── PAGE TEXT

Welcome to our review of the recognition capabilities of two Amazon Web Services AI / ML technologies – Amazon Textract and Amazon Rekognition’s Detect Image Text function. Amazon Web Services supplies world-class AI / ML services, but sometimes it can be difficult to determine which service is best for your use case.
In this post, we’ve done a comparison of Textract and Rekognition to try to understand the best use cases for each. As Amazon explains it, Textract is a “fully managed machine learning service” dedicated to extracting text and other data from documents and images, while Rekognition is a comprehensive object recognition service which can also recognize text in images with the RekognitionImageDetectText call.
We’ll be comparing real-world results between the two services to define the peak performance areas for both and bring out any significant handicaps which could impact the success of your implementations. In all test cases we used the LINE response from both RekognitionDetectImageText and Textract to process the image.
Example 1. Movie Collection Cover
This sample is an image from a legacy asset (a movie collection). Although the overlaid title is crisp and clear, the shadow and blur around the letters is close enough in tone to potentially present recognition problems. The rest of the image is of dated quality and to add more challenge, some of the visible text is heavily stylized.
Text Recognition Results
RekognitionDetectImageText | Textract |
---|---|
OEZ (From the “Smokey” part of header) and (From the header) THE (from the header) CB (from the small CB radio) And it (From the “Bandit” in the header) THRIS RIRL (From “TRANS AM”) BANONE (From the license plate) |
The (from the header) RII (from the “AM” above the license plate in “TRANS AM”) BAN ONE (From the license plate) |
As you can see, despite the poor quality of the image, RekognitionDetectImageText successfully detected entire words that were presented in a clear font. Stylized text without clear color contrast with its background presented much more of a problem, including the overlaid title text, which one would expect to be more easily read.
In this test, although the results included many inaccuracies, Rekognition definitely did better in recognizing more words, including correctly recognizing letters embossed into a small image (“CB”).
Example 2. Comic Book Cover
This sample is of an artwork using many fonts with different boldness and on different color backgrounds (including a reverse-color logo). The main text has bright colors, outlined edges and colored shadows, but is overlain with other imagery. This kind of sample should challenge any artificial recognition technology.
Text Recognition Results
RekognitionDetectImageText | Textract |
---|---|
MARVEL LEGACY HOME OF THE BRAUE PART 1 695 MARK WAIO MATTHEW CHRIS SAMNEE WILSON CALRAL (CAPTAIN) AAMICA (AMERICA) SAWWEE’17 (Bottom right corner) MIN (Bottom right corner) |
LEGACY HOME OF THE BRAVE PART 1 695 MARK WAID CHRIS SAMNEE MATTHEW WILSON |
Both services recognized many words, with Textract winning the name recognition prize. However, Textract was unable to recognize the stylized text samples, whereas RekognitionDetectImageText did pick those up as text. But Rekognition’s results were very inaccurate, and even the more recognizable text was jumbled, whereas Textract listed them perfectly.

────
── DATA PROVIDED

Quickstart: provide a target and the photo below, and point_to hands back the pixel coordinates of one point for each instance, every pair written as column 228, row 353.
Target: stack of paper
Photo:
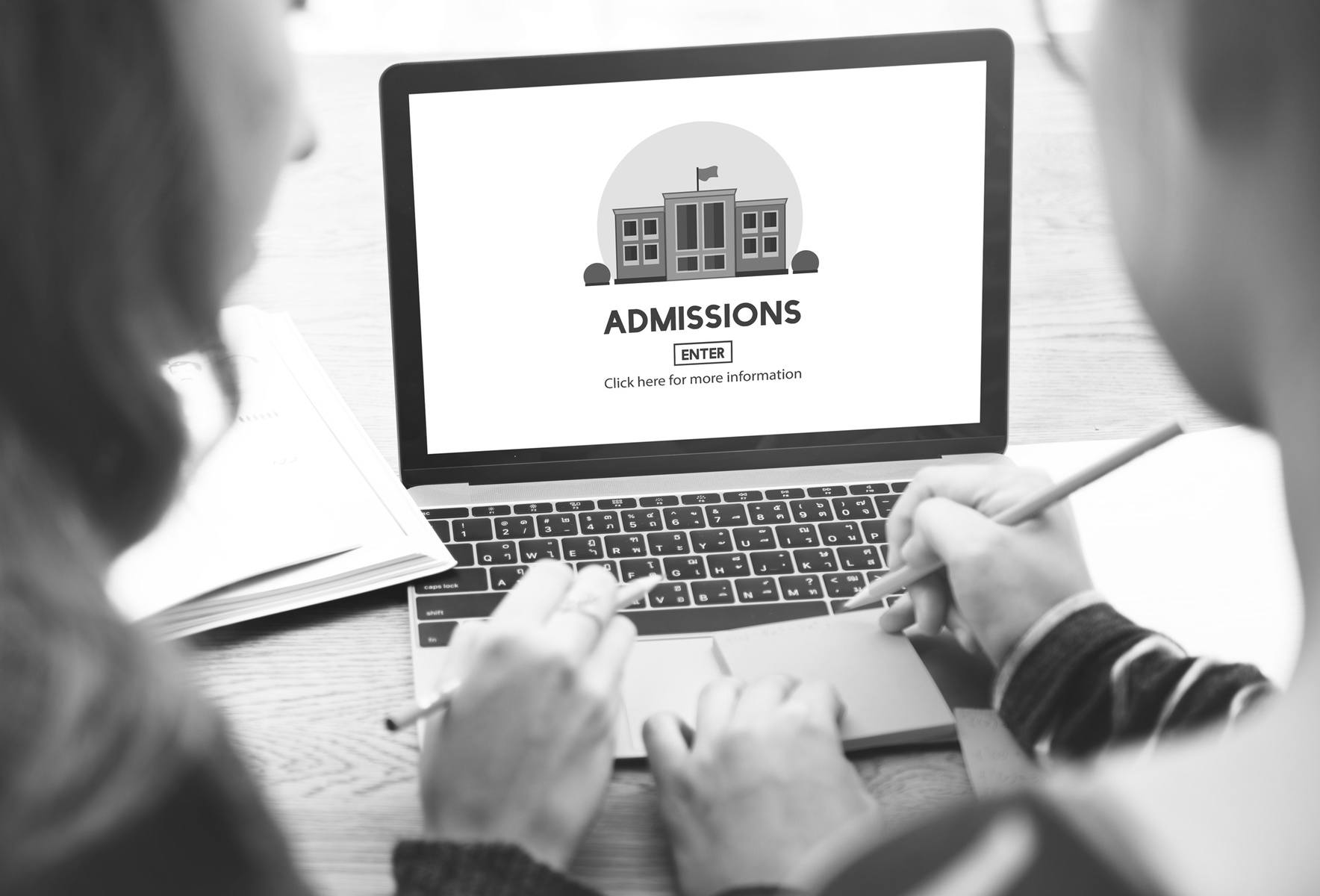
column 292, row 507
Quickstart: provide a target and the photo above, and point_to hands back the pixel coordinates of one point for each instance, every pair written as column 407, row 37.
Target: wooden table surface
column 305, row 691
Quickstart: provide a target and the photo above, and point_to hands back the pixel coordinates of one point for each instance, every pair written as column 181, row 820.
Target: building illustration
column 700, row 234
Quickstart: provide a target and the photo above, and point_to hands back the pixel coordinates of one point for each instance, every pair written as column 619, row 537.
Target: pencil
column 414, row 713
column 902, row 577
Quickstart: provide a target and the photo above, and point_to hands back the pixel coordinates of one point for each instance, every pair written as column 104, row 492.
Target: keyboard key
column 768, row 512
column 874, row 531
column 473, row 531
column 815, row 560
column 535, row 550
column 455, row 579
column 859, row 557
column 812, row 511
column 844, row 585
column 802, row 588
column 462, row 555
column 692, row 620
column 870, row 488
column 506, row 577
column 608, row 564
column 664, row 544
column 796, row 536
column 586, row 548
column 684, row 567
column 600, row 523
column 751, row 538
column 515, row 527
column 728, row 565
column 708, row 540
column 493, row 510
column 457, row 606
column 712, row 591
column 625, row 545
column 642, row 520
column 726, row 515
column 840, row 533
column 635, row 569
column 685, row 517
column 496, row 552
column 759, row 590
column 771, row 562
column 435, row 634
column 853, row 508
column 670, row 594
column 556, row 524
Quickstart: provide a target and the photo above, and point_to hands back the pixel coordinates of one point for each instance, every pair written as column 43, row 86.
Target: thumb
column 952, row 532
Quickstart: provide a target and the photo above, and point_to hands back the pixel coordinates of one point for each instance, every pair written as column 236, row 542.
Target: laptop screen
column 665, row 261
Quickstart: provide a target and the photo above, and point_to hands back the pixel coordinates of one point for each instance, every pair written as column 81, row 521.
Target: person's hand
column 524, row 753
column 998, row 579
column 758, row 784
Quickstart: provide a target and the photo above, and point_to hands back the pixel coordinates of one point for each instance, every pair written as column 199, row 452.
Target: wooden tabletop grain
column 305, row 691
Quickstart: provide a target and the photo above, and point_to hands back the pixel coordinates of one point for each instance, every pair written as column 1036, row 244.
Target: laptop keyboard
column 729, row 559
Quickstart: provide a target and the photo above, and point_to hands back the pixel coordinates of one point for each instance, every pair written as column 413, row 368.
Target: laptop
column 699, row 311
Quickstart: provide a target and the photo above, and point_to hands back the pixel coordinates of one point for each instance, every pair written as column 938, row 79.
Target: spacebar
column 694, row 620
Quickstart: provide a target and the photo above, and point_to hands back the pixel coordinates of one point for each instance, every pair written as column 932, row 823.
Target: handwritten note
column 995, row 763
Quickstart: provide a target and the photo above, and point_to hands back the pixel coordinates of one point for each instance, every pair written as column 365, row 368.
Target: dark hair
column 106, row 252
column 108, row 270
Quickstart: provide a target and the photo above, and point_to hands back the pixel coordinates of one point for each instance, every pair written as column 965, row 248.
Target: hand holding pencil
column 1007, row 541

────

> **WORK INSTRUCTIONS**:
a: Reproduce the part of the Textract and Rekognition comparison between "Example 1. Movie" and "is heavily stylized.", inclusive.
b: Answer these from the Textract and Rekognition comparison:
(i) Which response type from both services was used to process the image in every test case?
(ii) In the movie collection cover test, which letters embossed into a small image did Rekognition recognize correctly?
(iii) In the comic book cover test, which service won the name recognition prize?
c: Continue the Textract and Rekognition comparison from its final paragraph onward.

> **OUTPUTS IN ORDER**:
a:
Example 1. Movie Collection Cover
This sample is an image from a legacy asset (a movie collection). Although the overlaid title is crisp and clear, the shadow and blur around the letters is close enough in tone to potentially present recognition problems. The rest of the image is of dated quality and to add more challenge, some of the visible text is heavily stylized.

b:
(i) The LINE response.
(ii) "CB," from the small CB radio.
(iii) Textract.

c:
We have to say that neither service was fully up to the challenge of this very difficult test, but Textract is ahead for producing much more usable output.
Example 3. Street Signs
Imagery of road signs is a very applicable use case for real-world AI and machine learning technology. While the image is high-quality, the conditions under which it was taken create some slight fuzziness overall, and the lettered surfaces are all angled with respect to the camera. (*Note that there are two sets of signs, one foreground and one background on the bottom right.)
Text Recognition Results
RekognitionDetectImageText | Textract |
---|---|
Grennan Rd (from stop sign facing us) Brace Rd (from stop sign facing us) STOP BRACE RD (from small stop sign in lower right) GRENNAN RD (from small stop sign in lower right) |
Rd (from Grennan Rd stop sign facing us) Grennan (from stop sign facing us) Brace Rd (from stop sign facing us) STOP BRACE RD (from small stop sign in lower right) GRENNAN RD (from small stop sign in lower right) |
Here both services do very well, but RekognitionDetectImageText delivered perfect accuracy, while Textract missed the name of one of the streets entirely. Interestingly, although all the signs’ letters are in capital-case, both services decided to sentence-case the street names from the set of signs in the foreground, but output capital-case for the much smaller signs in the background.
Example 4. Posing with License Plate
This is a very difficult sample for recognition, as the license plate is rotated to an odd angle and also bent into a slight curve.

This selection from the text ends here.